Exercise set>
1 > List the men the article on Americanism names as 19th-century Americanists.
2 > Retype the part of the article on Americanism starting at "An apostolic letter" and ending at "democratic, pluralistic society.".

AMERICANISM: THEN AND NOW

The Vatican spoke out authoritatively almost a century ago, but the
lessons drawn from the American experience remain crucial for the
Church today.

                         by Russell Shaw

One hardly expects the 95th anniversary of a Church document to
command a great deal of attention around the world-or even within the
Church, for that matter-when almost no one reads the document in
question these days. Still, when the 95th anniversary of <Testem
Benevolentiae> rolled around early last year, it probably deserved
better than the near total silence it received.

An apostolic letter addressed by Pope Leo XIII to Cardinal Gibbons of
Baltimore and dated January 22, 1899, <Testem Benevolentiae> is the
papal document that condemned "Americanism." Today the Americanist
impulse reigns supreme in American Catholicism. That is not a bad
career record for what has been called a "phantom heresy."

To be fair, the Americanists of the 19th century-men like Father
Isaac Hecker, founder of the Paulists; Orestes Brownson, the convert
journalist and social critic who lies buried in the chapel crypt at
the University of Notre Dame; and Archbishop John Ireland of St.
Paul, Minnesota-had no inkling of what would happen. They dreamed of
evangelizing American culture, even as they faced the challenge of
defending their Church against the slur that Catholicism could only
be an alien force in a democratic, pluralistic society.

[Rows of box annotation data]
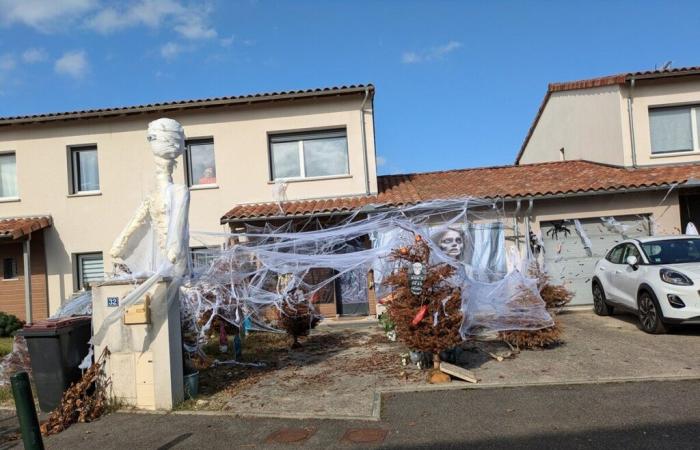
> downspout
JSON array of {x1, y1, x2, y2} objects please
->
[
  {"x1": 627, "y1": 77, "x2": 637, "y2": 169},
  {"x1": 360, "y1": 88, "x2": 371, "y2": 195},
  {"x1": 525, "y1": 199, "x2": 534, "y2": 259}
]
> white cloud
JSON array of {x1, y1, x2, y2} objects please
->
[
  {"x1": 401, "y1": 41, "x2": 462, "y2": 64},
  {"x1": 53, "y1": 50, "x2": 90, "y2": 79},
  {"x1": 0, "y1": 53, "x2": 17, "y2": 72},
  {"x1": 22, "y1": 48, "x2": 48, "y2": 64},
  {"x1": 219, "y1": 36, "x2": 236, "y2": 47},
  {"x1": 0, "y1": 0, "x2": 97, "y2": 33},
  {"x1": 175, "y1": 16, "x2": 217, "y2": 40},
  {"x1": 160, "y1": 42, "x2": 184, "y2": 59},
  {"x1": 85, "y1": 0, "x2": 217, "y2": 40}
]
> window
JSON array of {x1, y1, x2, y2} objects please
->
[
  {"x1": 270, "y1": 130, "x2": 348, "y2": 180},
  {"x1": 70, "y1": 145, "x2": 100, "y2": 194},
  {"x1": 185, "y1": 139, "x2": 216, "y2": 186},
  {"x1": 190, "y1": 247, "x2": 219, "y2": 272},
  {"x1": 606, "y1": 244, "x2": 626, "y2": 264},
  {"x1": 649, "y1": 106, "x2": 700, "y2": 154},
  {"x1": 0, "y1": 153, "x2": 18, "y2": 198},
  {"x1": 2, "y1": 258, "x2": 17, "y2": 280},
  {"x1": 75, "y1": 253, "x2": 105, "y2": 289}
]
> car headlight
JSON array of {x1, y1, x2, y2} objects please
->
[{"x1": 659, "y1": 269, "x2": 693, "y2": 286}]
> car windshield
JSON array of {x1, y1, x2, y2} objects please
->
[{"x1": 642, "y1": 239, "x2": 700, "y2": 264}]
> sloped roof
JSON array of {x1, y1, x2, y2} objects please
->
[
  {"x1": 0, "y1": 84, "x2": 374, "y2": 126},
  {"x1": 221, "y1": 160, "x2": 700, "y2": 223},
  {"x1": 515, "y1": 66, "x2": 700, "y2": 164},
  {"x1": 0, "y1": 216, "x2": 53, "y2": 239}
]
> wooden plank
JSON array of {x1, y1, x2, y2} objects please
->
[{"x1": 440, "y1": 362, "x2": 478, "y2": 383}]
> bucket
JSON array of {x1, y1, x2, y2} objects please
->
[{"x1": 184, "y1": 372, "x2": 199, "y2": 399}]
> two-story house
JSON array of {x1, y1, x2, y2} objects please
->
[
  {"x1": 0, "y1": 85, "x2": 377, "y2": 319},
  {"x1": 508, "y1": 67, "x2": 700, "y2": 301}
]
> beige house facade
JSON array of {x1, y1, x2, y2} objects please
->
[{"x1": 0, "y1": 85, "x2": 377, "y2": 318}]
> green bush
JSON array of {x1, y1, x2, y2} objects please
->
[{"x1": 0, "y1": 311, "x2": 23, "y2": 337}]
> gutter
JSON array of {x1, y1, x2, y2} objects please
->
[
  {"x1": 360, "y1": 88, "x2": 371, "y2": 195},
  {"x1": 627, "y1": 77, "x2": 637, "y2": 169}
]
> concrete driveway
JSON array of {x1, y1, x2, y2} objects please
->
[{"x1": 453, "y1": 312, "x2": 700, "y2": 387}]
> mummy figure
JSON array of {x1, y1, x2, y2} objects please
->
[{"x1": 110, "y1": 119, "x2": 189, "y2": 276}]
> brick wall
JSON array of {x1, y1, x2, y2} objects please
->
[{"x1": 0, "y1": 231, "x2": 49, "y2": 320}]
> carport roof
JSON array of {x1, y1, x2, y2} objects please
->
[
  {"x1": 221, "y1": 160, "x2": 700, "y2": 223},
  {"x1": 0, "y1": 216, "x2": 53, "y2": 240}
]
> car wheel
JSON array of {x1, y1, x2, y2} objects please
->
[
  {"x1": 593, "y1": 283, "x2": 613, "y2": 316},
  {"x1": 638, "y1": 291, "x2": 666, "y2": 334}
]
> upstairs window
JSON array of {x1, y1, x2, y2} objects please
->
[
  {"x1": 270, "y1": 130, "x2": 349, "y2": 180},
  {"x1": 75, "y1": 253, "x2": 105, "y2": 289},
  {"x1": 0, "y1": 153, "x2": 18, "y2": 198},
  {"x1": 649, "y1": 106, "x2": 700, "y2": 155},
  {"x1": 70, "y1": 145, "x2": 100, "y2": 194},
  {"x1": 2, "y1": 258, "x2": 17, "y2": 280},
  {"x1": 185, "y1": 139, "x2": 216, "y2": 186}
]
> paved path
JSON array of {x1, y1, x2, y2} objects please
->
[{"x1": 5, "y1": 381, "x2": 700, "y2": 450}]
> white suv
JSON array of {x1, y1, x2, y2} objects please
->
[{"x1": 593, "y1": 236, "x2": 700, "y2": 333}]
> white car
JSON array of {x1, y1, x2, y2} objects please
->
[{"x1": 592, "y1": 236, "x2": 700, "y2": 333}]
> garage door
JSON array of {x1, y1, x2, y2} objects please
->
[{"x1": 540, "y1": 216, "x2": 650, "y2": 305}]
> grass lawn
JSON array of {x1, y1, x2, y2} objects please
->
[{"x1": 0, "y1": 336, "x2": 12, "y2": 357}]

Written answers>
1 > Father Isaac Hecker, Orestes Brownson, Archbishop John Ireland

2 >
An apostolic letter addressed by Pope Leo XIII to Cardinal Gibbons of
Baltimore and dated January 22, 1899, <Testem Benevolentiae> is the
papal document that condemned "Americanism." Today the Americanist
impulse reigns supreme in American Catholicism. That is not a bad
career record for what has been called a "phantom heresy."

To be fair, the Americanists of the 19th century-men like Father
Isaac Hecker, founder of the Paulists; Orestes Brownson, the convert
journalist and social critic who lies buried in the chapel crypt at
the University of Notre Dame; and Archbishop John Ireland of St.
Paul, Minnesota-had no inkling of what would happen. They dreamed of
evangelizing American culture, even as they faced the challenge of
defending their Church against the slur that Catholicism could only
be an alien force in a democratic, pluralistic society.